**SOURCE:**
[pro] Heartbleed?
Dan Cross
crossd at gmail.com
Sun Apr 13 16:38:51 UTC 2014
On Sat, Apr 12, 2014 at 5:52 PM, David McClain <dbm at refined-audiometrics.com
> wrote:
> Just curious for other opinions... but wouldn't this (Heartbleed) sort of
> buffer excess read-back failure have been prevented by utilizing a "safe"
> language like Lisp or SML?
>
> I used to be an "unsafe" language bigot -- having mastered C/C++ for many
> years, and actually producing C compilers for a living at one time. I felt
> there should be no barriers to me as master of my machine, and not the
> other way around.
>
> But today's software systems are so complex that it boggles the mind to
> keep track of everything needed. I found during my transition years that I
> could maintain code bases no larger than an absolute max of 500 KLOC, and
> that I actually started losing track of details around 100 KLOC. Making the
> transition to a higher level language like SML or Lisp enabled greater
> productivity within those limits for me.

(Entries from a pointing dataset)
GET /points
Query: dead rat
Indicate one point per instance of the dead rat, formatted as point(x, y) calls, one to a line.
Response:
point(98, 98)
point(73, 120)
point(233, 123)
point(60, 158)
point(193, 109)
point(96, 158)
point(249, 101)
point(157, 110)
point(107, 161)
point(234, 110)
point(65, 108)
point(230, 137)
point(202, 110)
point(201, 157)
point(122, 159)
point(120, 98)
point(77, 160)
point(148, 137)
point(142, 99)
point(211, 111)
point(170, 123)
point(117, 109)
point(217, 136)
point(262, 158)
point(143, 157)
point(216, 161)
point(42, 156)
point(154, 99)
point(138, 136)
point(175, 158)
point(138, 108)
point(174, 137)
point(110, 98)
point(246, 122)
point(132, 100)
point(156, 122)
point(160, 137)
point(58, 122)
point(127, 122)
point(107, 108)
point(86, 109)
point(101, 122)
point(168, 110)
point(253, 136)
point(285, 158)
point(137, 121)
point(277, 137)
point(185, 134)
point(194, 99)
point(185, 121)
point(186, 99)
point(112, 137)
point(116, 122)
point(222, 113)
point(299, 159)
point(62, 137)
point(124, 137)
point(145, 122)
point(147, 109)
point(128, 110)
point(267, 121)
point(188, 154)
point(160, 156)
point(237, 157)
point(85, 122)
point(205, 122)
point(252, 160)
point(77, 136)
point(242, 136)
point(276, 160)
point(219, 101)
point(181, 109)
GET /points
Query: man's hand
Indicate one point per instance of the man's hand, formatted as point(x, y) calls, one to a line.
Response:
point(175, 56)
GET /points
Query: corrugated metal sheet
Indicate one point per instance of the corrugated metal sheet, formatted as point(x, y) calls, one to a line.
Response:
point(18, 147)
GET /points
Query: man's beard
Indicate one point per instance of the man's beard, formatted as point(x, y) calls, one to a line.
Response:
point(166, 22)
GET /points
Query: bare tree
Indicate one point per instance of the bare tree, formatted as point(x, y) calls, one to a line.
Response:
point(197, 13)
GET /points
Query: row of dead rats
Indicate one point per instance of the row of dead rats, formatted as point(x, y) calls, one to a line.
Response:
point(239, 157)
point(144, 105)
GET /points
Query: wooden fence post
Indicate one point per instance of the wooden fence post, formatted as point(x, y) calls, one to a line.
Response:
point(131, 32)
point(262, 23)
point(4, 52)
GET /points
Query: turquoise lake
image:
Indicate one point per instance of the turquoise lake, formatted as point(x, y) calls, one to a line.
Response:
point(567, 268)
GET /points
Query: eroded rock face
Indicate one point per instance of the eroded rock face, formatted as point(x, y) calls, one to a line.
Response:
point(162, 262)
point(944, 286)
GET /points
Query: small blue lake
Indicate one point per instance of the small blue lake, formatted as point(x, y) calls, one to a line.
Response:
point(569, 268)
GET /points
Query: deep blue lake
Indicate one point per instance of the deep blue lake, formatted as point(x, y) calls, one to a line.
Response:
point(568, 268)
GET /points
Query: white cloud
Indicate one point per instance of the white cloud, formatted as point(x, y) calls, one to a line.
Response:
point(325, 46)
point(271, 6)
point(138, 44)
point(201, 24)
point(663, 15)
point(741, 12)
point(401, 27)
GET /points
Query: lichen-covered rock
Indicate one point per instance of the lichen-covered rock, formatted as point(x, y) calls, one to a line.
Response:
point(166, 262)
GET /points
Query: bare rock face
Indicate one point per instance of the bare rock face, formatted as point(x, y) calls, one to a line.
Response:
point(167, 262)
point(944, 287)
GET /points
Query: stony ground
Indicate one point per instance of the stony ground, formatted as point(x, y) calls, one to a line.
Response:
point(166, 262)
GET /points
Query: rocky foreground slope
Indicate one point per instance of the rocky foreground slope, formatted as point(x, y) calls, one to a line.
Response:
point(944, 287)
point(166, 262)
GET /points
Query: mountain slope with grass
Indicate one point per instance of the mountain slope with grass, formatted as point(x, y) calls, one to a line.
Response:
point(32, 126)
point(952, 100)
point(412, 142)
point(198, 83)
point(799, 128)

**GOALS:**
a: According to the Heartbleed message, why did the quoted writer move from C/C++ to a higher-level language such as SML or Lisp?
b: Reproduce the portion of the Heartbleed message between "[pro] Heartbleed?" and "other way around.", inclusive.

**SOLUTIONS TO EACH TASK:**
a: Today's software systems are so complex that it is hard to keep track of everything needed. The writer could maintain code bases of at most 500 KLOC and began losing track of details around 100 KLOC. Moving to a higher-level language like SML or Lisp allowed greater productivity within those limits.

b:
[pro] Heartbleed?
Dan Cross
crossd at gmail.com
Sun Apr 13 16:38:51 UTC 2014
On Sat, Apr 12, 2014 at 5:52 PM, David McClain <dbm at refined-audiometrics.com
> wrote:
> Just curious for other opinions... but wouldn't this (Heartbleed) sort of
> buffer excess read-back failure have been prevented by utilizing a "safe"
> language like Lisp or SML?
>
> I used to be an "unsafe" language bigot -- having mastered C/C++ for many
> years, and actually producing C compilers for a living at one time. I felt
> there should be no barriers to me as master of my machine, and not the
> other way around.